Required tasks:
a) Summarize the passage on authentic leadership in two sentences.
b) Extend the passage on authentic leadership, picking up after its final sentence.

Passage given:
┌────────

What happens when you get where you think you want to be, only to realize it is not the right place...or you find yourself compromising your values or passions to succeed in a new more senior position? If you are a leader and have not experienced something similar, hold on to your boots, you probably will. Is the school of hard knocks the only option? Many of us have a graduate degree in learning from failure, which is OK. As John Maxwell says, “success stands on top of a pile of failures”.
Although I have not found a way to eliminate mistakes (and frankly do not think we would ever want to, as it a good teacher) I do believe there is a way to help leaders navigate through moves and decisions that maybe less painful. The “new” title given to this sort of awareness is authentic leadership. Often, leaders, through years of experience develop this but it has not been defined with a name until recently. The book , “True North” by Bill George and summarizes what I had been personally striving for as a leader. Throughout the last few years, I have engaged in much of what I have learned through this process as well as coaching others to their own personal authentic leadership style. If you have read the book, you will notice some of George’s passion threaded throughout this article. We have tried for many years to develop the perfect model for leadership but the truth is, leaders come in all shapes and sizes. That is because we are all different and bring our own set of experiences, personalities and passions into our leadership.

└────────

Provided records:
┌────────

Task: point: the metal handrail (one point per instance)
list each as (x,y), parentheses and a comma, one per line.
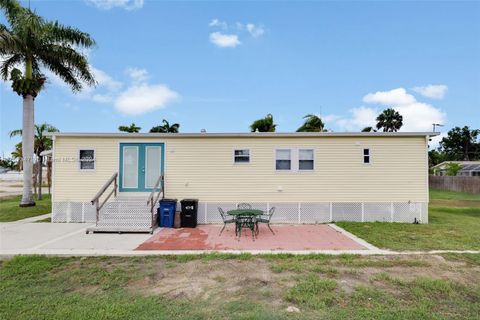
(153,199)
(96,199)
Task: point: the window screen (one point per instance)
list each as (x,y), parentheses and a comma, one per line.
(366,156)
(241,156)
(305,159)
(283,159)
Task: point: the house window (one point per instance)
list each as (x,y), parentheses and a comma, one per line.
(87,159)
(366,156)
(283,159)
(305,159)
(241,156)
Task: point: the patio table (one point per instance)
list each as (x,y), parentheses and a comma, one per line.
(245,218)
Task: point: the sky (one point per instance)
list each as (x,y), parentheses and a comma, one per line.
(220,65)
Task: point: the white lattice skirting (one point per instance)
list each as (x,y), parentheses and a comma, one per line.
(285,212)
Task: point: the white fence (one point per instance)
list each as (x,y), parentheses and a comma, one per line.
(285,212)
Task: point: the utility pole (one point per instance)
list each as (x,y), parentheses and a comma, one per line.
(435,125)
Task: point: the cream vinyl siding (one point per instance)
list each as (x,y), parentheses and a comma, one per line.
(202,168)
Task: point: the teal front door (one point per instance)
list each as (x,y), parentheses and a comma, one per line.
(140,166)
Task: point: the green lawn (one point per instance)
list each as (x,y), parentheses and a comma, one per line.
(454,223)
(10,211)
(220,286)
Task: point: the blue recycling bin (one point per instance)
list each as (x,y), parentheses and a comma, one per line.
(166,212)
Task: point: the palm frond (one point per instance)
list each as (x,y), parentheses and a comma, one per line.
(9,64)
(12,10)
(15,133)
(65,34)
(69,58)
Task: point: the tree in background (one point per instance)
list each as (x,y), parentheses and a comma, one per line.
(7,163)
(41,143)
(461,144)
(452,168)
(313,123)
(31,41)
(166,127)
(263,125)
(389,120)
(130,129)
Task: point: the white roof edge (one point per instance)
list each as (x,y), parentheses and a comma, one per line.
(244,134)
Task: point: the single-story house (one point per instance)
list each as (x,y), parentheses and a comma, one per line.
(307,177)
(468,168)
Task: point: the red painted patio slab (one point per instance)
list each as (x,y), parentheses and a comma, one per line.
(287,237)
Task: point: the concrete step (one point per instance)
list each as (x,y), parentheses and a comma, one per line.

└────────

Results by task:
a) Leaders who reach a new, more senior position may find it is not the right place or that they are compromising their values or passions, and many learn through failure, which the passage calls a good teacher. It presents authentic leadership, as summarized in Bill George's book "True North," as a way to make such moves and decisions less painful, noting that leaders differ because each brings their own experiences, personalities, and passions.

b)
Certainly, we can learn from other’s experiences but we cannot live through and lead through another’s experiences. In the book titled “The Enemy Called Average” was the quote, “we are all born originals but most die carbon copies”. Others can mentor and influence your authentic leadership style but only you can determine what it is. There is only one you with your personality inspired by you unique set of life experiences. Although there may be other people like you, only you have lived your life.
A leader can develop their authentic leadership by focusing on seven areas: self awareness, personal values, balancing extrinsic and intrinsic motivations, developing a trustworthy support team, staying grounded, integrating life and empowering others to lead.
Being self aware is not as easy as it may appear. Self awareness is birthed out of one’s own life story and how their story affects their leadership. Often leaders do not tap into this goldmine of discovery. They may not go through this process for several reasons. Some of these reasons may include: not knowing how, lack of understanding in the value of their life story, it is too painful or they are unwilling to invest the time. This journey is worth the investment however. A study from Stanford Graduate School of Business’s Advisory Council recommended self awareness as the most important capability for leader’s to develop. Learning your authentic leadership will require not only honesty but also courage. The process can begin in through different areas of self discovery such as: writing out your story and listening to feedback to more formal methods such as: 360 profiles, personality profiles, strength finder and emotional intelligence.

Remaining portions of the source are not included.